[Natural-language object grounding data]
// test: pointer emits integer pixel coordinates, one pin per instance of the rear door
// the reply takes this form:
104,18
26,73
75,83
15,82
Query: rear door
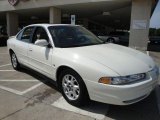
22,45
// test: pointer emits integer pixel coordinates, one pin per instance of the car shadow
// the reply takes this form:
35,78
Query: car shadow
147,109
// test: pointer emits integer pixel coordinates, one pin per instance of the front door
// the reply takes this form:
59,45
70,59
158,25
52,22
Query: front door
40,57
22,45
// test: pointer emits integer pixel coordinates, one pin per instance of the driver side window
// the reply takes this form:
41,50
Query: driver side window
40,34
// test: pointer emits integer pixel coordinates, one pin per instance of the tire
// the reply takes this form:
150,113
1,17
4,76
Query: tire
73,88
111,40
14,61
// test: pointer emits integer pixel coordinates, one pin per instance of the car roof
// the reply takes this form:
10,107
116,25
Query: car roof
48,25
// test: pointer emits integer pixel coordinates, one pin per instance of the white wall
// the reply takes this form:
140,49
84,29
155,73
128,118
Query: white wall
5,6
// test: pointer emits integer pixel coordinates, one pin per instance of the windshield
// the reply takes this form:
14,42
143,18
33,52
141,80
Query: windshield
73,36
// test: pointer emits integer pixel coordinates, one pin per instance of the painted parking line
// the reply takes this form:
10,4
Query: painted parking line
19,80
157,90
5,65
19,92
98,112
7,70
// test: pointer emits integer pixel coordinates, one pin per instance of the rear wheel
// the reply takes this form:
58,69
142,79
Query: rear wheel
73,88
14,61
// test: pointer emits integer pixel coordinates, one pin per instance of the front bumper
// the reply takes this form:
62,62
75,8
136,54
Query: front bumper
121,94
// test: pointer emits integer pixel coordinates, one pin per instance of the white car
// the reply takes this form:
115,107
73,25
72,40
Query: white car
83,66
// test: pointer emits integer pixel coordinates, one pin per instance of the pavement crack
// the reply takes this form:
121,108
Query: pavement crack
11,114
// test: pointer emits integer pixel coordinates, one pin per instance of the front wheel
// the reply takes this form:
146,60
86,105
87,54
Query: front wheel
14,61
73,88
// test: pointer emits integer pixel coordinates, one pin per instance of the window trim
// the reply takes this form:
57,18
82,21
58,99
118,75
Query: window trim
22,31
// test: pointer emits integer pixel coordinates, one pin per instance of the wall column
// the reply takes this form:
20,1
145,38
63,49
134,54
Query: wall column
12,23
140,20
54,15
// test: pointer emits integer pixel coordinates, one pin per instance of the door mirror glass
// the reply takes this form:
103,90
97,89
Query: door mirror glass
41,42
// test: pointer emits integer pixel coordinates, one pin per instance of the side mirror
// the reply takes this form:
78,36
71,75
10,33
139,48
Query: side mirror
41,42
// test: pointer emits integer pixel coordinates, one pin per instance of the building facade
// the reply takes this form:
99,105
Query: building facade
96,15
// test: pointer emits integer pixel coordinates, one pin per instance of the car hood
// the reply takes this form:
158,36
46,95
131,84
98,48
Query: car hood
122,60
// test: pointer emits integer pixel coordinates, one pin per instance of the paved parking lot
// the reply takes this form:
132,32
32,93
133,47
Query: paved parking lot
24,95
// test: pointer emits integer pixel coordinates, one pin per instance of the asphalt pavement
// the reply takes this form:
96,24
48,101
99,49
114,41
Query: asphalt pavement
26,95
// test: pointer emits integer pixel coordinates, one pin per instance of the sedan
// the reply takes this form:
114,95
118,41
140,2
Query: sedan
83,66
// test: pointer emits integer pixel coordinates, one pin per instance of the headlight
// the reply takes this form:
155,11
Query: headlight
122,79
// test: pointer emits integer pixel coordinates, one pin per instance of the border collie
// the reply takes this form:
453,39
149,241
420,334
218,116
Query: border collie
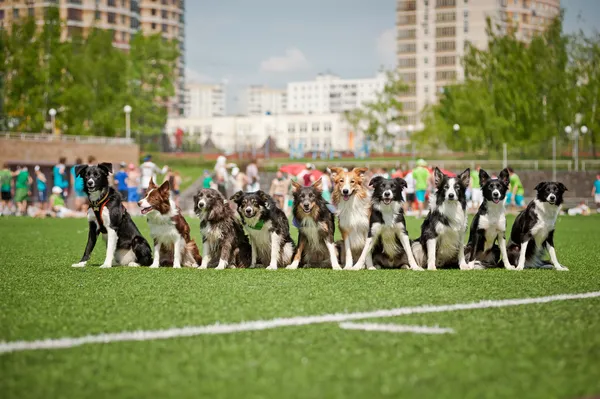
316,228
223,237
267,227
489,224
107,215
443,230
168,228
533,230
387,240
353,205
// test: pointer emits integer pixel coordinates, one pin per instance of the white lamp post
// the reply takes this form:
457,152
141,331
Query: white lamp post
52,113
127,110
574,134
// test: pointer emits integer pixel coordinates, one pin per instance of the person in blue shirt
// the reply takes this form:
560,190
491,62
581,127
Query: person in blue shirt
77,184
59,174
121,181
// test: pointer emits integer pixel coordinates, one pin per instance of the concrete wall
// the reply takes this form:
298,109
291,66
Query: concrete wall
27,152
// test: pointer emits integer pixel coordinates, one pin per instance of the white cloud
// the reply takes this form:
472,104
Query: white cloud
386,47
293,60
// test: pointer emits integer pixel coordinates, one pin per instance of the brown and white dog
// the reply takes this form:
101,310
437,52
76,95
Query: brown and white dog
353,207
171,233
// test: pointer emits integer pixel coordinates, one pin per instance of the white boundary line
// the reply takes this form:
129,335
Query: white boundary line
395,328
258,325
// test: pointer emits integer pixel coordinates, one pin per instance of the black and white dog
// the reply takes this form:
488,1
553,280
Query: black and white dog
442,241
107,215
489,224
224,243
533,230
387,241
267,227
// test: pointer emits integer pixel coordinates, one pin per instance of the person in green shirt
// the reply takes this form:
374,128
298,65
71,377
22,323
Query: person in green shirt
476,195
22,184
422,176
6,186
517,191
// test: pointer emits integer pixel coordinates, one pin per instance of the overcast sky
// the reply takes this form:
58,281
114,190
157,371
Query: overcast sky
272,42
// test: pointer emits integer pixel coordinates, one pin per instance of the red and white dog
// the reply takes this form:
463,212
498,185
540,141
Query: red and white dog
353,207
168,228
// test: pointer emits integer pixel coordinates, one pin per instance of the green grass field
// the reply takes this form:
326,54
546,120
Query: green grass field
549,350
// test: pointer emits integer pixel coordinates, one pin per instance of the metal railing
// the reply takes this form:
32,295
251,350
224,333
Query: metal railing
43,137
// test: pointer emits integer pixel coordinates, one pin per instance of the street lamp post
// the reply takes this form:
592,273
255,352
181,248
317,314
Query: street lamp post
52,113
574,134
127,110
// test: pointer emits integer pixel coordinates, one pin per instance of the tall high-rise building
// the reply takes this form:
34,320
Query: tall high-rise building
432,36
123,17
205,100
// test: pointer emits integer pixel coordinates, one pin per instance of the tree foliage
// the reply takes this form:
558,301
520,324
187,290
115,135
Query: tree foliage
86,79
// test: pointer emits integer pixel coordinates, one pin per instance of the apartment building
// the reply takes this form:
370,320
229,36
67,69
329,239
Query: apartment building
432,36
329,93
261,100
205,100
123,17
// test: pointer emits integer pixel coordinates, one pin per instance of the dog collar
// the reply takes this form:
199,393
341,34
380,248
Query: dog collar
257,226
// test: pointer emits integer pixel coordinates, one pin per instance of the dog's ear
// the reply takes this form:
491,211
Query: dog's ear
562,187
266,198
438,177
80,170
237,197
335,171
318,185
375,181
296,186
465,177
165,187
483,177
360,171
504,177
540,185
107,166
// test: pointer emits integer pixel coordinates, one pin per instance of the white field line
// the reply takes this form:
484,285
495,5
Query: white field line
258,325
395,328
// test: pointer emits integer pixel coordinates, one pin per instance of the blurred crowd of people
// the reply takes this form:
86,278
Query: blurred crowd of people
60,193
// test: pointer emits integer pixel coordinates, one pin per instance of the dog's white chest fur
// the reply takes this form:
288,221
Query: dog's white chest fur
354,218
448,239
260,239
547,215
494,223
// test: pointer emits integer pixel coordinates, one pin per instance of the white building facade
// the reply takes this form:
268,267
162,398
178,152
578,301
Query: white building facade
205,100
331,94
290,132
262,100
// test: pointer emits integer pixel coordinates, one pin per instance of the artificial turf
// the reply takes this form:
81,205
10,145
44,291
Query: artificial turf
530,351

→ What the exercise asks: Restate each entry word for word. Omit every picture.

→ Solution to this exercise:
// test: pointer emits integer pixel coordinates, one pin per instance of the rear door
// the reply takes this form:
104,18
26,73
75,83
15,82
Query: rear door
22,45
// test: pointer emits integer pixel coordinates, one pin per instance of the car shadow
// the reply takes this form:
35,78
Query: car shadow
147,109
// test: pointer emits integer pixel coordinates, one pin per instance of the front door
// the reply takes this form:
59,45
70,59
158,25
52,22
Query: front door
40,57
22,45
// test: pointer emits integer pixel coordinates, one pin per instance of the driver side window
// the reply takes this form:
41,50
Query: driver side window
40,34
// test: pointer emits integer pixel coordinates, one pin per instance of the tire
// the reply takes this form:
150,113
1,17
4,76
Query: tire
73,88
111,40
14,61
// test: pointer emits integer pixel coordinates, one pin per instance of the car roof
// the reply takes this form:
10,107
116,25
Query: car roof
48,25
// test: pointer emits integer pixel coordinates, one pin per instance of the white wall
// the reply takes this form:
140,49
84,29
155,73
128,118
Query: white wall
5,6
// test: pointer emits integer pixel coordinates, one pin per instance of the windshield
// the reply takes this form:
14,42
143,18
33,52
141,80
Query: windshield
73,36
// test: pointer emits integer pixel coordinates, one pin per instance of the painted parking line
// the reply takes this form:
10,4
Query: painted parking line
19,80
157,90
5,65
19,92
98,112
7,70
// test: pointer emits integer pixel coordinates, one pin per instance of the rear wheel
// the reply takes this form:
58,69
142,79
Query: rear wheel
73,88
14,61
// test: pointer emits integer pixel coordinates, one pin per instance of the front bumper
// the reply takes this form:
62,62
75,8
136,54
Query: front bumper
121,94
// test: pointer emits integer pixel coordinates, one pin per instance of the white car
// the reply takes this form:
115,107
73,25
72,40
Query: white car
83,66
// test: pointer emits integer pixel coordinates, one pin per instance of the pavement crack
// the reply takes this form:
121,108
Query: pavement crack
11,114
// test: pointer emits integer pixel coordinates, one pin per instance of the front wheel
// the reply takes this form:
146,60
86,105
87,54
Query: front wheel
14,61
73,88
// test: pointer emits integer pixel coordinates, one pin per instance of the window trim
// the reply takes this form:
57,18
82,21
58,99
118,75
Query: window trim
22,31
// test: pointer emits integer pixel coordinates, one pin per instance of the wall column
// the reply takes this form:
20,1
145,38
63,49
134,54
Query: wall column
12,23
140,20
54,15
// test: pointer emits integer pixel coordinates, one pin per instance of the door mirror glass
// the reply takes this form:
103,90
97,89
Query: door mirror glass
41,42
// test: pointer emits integer pixel coordinates, one pin per instance of the side mirror
// the reply takes this form:
78,36
71,75
10,33
139,48
Query: side mirror
41,42
// test: pointer emits integer pixel coordinates, one pin per instance of the building facade
// the reply takes this form:
99,105
Query: building facade
96,15
// test: pointer emits integer pixel coordinates, one pin per instance of the car hood
// the reply takes this form:
158,36
46,95
131,84
98,48
Query: car hood
122,60
// test: pointer emits integer pixel coordinates, one pin per instance of the paved parking lot
// the reply takes this form:
132,32
32,93
133,47
Query: paved parking lot
24,95
// test: pointer emits integer pixel coordinates, one pin per instance of the asphalt pavement
// the reply takes this form:
96,24
48,101
99,49
114,41
Query: asphalt pavement
26,95
// test: pointer emits integer pixel coordinates, one pin per instance of the sedan
// the reply takes this form:
114,95
118,41
140,2
Query: sedan
83,66
// test: pointer emits integer pixel coordinates, one pin per instance of the headlight
// the reply takes this form:
155,11
Query: headlight
122,79
// test: pointer emits integer pixel coordinates, one pin per instance of the border collie
// the reply takes this form:
453,39
149,241
420,334
218,116
Query: border collie
316,228
223,237
267,227
489,224
107,215
443,230
168,228
533,230
387,240
353,205
// test: pointer emits integer pixel coordinates, one pin per instance of the white lamp post
// the reply takes this form:
457,152
141,331
Query: white lamp post
52,113
127,110
574,134
// test: pointer emits integer pixel coordinates, one pin per instance of the person in blue shirt
// the reply takes this form:
560,190
491,62
581,127
Query: person in blue shirt
77,184
59,174
121,181
// test: pointer emits integer pixel coordinates, one pin per instance of the concrete wall
// the reply takes this form:
298,109
291,66
Query: concrete wall
27,152
// test: pointer emits integer pixel coordinates, one pin per instance of the white cloud
// the reply takes this form:
472,104
Query: white cloud
386,47
293,60
// test: pointer emits integer pixel coordinates, one pin per instance of the brown and white dog
// the reply takes this form:
101,310
437,52
76,95
Query: brown and white dog
353,207
171,233
// test: pointer emits integer pixel coordinates, one pin per instance of the white boundary line
// the reply takes this form:
129,335
Query: white boundary line
395,328
258,325
// test: pointer emits integer pixel coordinates, one pin per instance of the black and white dog
// the reply takes this form:
488,1
553,280
Query: black and white dog
442,241
107,215
489,224
224,243
533,230
387,241
267,227
// test: pointer emits integer pixel coordinates, one pin per instance of the person in green shirt
// the reply takes this form:
374,128
298,65
71,377
22,323
Query: person in green shirt
476,195
22,184
422,176
6,186
517,191
// test: pointer emits integer pixel coordinates, one pin per instance of the overcast sky
// the reply takes this form:
58,281
114,190
157,371
Query: overcast sky
272,42
// test: pointer emits integer pixel coordinates, one pin per instance of the red and white dog
// the reply takes this form:
463,212
498,185
540,141
Query: red and white dog
353,207
168,228
// test: pointer emits integer pixel coordinates, one pin per instance of the green grass field
// the reply takes this form:
326,54
546,120
Query: green grass field
549,350
// test: pointer emits integer pixel coordinates, one pin per instance of the metal railing
// the reply takes this form:
32,295
251,350
224,333
Query: metal railing
43,137
// test: pointer emits integer pixel coordinates, one pin per instance of the street lamp post
// the reply takes this form:
592,273
255,352
181,248
317,314
Query: street lamp post
52,113
574,134
127,110
// test: pointer emits integer pixel coordinates, one pin per instance of the tall high-rise building
// the reply takes this form:
34,320
Query: tall high-rise building
432,36
123,17
205,100
// test: pointer emits integer pixel coordinates, one pin per instance of the tree foliage
// the reply takes this form:
558,301
520,324
187,290
115,135
Query: tree foliage
86,79
// test: pointer emits integer pixel coordinates, one pin per instance of the apartment building
// the reply takes this form:
370,320
229,36
67,69
329,239
Query: apartment building
432,36
329,93
261,100
205,100
123,17
// test: pointer emits integer pixel coordinates, one pin per instance of the dog collar
// the reply takes this form:
199,393
341,34
380,248
Query: dog collar
257,226
// test: pointer emits integer pixel coordinates, one pin per instance of the dog's ear
// the reply takes this form:
491,211
Query: dog's ear
562,187
266,198
438,177
80,170
237,197
335,171
318,185
375,181
296,186
465,177
165,187
483,177
360,171
504,177
540,185
107,166
// test: pointer emits integer pixel coordinates, one pin per instance of the white field line
// the reply takes this form:
484,285
495,5
Query: white field line
258,325
395,328
// test: pointer emits integer pixel coordinates, one pin per instance of the blurred crowd of people
// the reply takes this form:
86,278
Query: blurred crowd of people
60,193
// test: pointer emits integer pixel coordinates, one pin per instance of the dog's white chest fur
// the reply takes this form:
288,221
Query: dog's white chest fur
354,218
448,239
260,239
547,215
494,223
// test: pointer emits integer pixel coordinates, one pin per instance of the white building facade
// the reply takes this form:
268,267
162,398
178,152
578,301
Query: white building facade
205,100
331,94
290,132
262,100
// test: pointer emits integer pixel coordinates, one pin per instance of the artificial turf
// the reply takes this form:
81,205
10,145
44,291
Query: artificial turf
530,351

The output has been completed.